── Data lines

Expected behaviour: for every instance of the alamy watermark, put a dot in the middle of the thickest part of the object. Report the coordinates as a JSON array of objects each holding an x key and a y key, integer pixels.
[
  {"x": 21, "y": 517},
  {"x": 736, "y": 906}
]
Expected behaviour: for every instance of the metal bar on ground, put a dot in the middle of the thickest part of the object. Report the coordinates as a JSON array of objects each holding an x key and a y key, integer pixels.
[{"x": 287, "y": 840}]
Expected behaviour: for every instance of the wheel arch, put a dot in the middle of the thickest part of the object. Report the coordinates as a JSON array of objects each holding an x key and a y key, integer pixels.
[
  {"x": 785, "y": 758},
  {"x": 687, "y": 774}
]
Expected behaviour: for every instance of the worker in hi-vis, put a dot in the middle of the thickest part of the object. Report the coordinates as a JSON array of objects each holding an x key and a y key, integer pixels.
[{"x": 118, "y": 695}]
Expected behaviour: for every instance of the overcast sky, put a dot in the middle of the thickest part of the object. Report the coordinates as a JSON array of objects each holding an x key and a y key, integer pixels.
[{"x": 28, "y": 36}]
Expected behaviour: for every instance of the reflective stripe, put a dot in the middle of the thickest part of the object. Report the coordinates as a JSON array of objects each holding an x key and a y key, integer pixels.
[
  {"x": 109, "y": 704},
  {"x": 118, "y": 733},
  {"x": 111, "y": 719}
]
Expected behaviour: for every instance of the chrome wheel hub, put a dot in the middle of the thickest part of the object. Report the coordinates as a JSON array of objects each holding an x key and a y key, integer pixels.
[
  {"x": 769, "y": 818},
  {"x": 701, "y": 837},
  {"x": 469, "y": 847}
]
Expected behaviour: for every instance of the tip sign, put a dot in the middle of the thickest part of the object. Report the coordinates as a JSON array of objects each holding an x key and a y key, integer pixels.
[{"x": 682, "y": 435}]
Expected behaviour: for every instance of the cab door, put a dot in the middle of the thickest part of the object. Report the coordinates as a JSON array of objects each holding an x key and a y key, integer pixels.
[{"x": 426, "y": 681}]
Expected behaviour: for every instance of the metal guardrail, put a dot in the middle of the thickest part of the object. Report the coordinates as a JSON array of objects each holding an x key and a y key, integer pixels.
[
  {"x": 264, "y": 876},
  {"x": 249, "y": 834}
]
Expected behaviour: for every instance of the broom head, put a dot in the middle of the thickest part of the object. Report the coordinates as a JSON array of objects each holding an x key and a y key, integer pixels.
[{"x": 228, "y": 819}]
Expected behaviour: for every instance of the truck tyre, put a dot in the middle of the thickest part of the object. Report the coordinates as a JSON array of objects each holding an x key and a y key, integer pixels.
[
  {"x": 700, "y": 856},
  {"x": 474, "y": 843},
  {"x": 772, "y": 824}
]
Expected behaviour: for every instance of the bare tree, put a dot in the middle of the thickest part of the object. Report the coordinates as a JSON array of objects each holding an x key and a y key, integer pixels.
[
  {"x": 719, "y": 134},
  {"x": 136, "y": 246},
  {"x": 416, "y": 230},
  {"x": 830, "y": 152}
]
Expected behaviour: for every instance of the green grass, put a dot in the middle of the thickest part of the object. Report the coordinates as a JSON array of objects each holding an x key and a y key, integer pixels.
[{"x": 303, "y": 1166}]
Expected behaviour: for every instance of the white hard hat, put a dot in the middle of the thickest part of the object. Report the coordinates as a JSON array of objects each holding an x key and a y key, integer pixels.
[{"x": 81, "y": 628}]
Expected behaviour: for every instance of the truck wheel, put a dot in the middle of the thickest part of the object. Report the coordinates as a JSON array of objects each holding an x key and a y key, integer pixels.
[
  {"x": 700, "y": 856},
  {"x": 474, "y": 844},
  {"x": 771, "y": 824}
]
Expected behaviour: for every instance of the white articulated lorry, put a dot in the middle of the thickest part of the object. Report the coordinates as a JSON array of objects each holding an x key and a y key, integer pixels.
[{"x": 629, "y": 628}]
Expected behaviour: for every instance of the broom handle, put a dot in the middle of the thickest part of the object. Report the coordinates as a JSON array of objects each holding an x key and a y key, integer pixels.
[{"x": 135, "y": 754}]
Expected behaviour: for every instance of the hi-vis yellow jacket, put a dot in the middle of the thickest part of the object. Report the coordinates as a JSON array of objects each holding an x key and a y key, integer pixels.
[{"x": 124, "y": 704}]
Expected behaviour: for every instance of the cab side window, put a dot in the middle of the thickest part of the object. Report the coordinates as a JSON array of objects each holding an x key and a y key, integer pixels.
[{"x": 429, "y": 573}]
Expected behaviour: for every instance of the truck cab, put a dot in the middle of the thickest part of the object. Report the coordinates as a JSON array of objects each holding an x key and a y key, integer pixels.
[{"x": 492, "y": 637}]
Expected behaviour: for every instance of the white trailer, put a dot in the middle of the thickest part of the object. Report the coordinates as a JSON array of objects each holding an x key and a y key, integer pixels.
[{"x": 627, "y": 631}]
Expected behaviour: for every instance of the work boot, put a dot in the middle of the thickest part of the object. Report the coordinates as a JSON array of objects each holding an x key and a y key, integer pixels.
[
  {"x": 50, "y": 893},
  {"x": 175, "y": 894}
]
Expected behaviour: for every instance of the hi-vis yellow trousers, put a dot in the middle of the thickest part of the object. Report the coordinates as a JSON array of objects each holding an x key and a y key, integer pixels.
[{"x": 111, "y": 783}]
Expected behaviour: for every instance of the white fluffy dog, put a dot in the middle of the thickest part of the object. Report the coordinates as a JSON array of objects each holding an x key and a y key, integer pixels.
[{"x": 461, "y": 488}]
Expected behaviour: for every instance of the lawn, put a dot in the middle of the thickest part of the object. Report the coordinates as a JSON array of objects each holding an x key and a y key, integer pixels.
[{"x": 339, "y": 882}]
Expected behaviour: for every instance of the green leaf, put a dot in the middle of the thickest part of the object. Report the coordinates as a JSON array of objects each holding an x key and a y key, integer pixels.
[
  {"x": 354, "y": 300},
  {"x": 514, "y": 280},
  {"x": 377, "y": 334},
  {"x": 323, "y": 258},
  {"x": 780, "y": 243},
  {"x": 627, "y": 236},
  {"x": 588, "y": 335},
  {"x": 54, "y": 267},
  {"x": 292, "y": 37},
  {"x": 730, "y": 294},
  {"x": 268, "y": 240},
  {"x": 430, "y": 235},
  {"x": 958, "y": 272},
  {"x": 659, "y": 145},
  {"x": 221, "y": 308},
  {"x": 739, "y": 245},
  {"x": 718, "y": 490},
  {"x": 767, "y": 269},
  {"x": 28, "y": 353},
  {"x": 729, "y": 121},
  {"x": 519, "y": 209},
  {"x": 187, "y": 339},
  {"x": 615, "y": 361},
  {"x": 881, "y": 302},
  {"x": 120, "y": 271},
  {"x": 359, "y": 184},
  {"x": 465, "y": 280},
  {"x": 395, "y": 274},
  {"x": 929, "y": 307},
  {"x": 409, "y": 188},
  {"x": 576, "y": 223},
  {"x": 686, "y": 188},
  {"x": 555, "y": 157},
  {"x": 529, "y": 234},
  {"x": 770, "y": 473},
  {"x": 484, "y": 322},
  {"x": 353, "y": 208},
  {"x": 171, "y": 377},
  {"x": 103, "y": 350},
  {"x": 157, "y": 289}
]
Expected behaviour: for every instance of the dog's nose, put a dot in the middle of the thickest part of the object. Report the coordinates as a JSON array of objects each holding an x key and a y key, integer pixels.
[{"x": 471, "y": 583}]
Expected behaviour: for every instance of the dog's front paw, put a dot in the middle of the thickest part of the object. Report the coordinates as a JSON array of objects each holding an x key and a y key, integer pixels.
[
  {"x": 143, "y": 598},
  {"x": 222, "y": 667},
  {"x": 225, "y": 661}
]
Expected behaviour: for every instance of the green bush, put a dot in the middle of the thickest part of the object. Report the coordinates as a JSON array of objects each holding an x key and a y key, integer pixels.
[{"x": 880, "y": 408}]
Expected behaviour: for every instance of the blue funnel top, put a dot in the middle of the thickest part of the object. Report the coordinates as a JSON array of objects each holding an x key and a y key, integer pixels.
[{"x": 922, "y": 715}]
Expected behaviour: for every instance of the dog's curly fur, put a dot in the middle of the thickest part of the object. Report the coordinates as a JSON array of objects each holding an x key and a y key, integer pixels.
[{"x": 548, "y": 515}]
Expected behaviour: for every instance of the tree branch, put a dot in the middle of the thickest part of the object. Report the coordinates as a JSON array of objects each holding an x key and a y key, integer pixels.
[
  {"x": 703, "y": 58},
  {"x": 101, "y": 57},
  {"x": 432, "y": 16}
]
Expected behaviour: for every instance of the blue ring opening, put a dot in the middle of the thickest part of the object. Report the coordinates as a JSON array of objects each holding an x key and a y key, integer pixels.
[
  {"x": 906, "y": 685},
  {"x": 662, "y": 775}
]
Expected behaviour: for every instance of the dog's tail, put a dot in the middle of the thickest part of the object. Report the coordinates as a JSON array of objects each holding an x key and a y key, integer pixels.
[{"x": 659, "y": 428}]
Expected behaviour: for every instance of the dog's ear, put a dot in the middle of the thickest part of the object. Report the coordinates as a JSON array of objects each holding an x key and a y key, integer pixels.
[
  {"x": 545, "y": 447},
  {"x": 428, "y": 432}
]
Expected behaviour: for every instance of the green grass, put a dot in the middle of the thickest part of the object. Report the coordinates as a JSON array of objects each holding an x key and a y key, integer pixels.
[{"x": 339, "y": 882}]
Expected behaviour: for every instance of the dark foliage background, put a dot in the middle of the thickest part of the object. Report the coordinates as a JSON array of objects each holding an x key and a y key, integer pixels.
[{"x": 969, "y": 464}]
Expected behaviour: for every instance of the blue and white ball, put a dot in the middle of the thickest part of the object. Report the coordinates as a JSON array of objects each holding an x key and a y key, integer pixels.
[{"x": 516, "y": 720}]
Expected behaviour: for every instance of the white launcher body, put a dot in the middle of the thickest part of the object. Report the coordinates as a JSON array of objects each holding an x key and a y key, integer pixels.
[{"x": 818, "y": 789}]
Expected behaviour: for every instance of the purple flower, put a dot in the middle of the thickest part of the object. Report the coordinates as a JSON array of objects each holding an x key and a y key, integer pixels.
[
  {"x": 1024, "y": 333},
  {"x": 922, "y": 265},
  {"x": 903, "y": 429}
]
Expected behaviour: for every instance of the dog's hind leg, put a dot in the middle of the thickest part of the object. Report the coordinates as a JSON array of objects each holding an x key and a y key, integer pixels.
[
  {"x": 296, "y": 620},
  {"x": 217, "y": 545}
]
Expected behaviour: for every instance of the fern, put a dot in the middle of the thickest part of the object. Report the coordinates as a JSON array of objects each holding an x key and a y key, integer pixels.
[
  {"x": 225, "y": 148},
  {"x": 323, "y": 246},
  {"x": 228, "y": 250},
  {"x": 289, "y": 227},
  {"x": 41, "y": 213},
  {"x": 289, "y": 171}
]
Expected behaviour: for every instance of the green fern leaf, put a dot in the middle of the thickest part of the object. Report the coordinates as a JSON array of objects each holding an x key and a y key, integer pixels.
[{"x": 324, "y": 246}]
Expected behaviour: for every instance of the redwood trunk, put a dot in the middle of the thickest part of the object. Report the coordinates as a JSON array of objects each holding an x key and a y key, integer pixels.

────

Set exercise —
Retype exactly the lines from the one containing "Expected behaviour: for every instance of the green fern" through the last line of the records above, including both.

Complete output —
Expected behaviour: for every instance of the green fern leaf, put a dot in the middle of the thickest part of the object. Report the coordinates as a JSON array of objects each holding an x key and a y key, integer pixels.
[{"x": 324, "y": 246}]
Expected behaviour: for every instance of the redwood trunk, put a dot in the middle of the thickest part of the object. Report the coordinates as a JSON array of objects each holding an x key and a y key, integer pixels.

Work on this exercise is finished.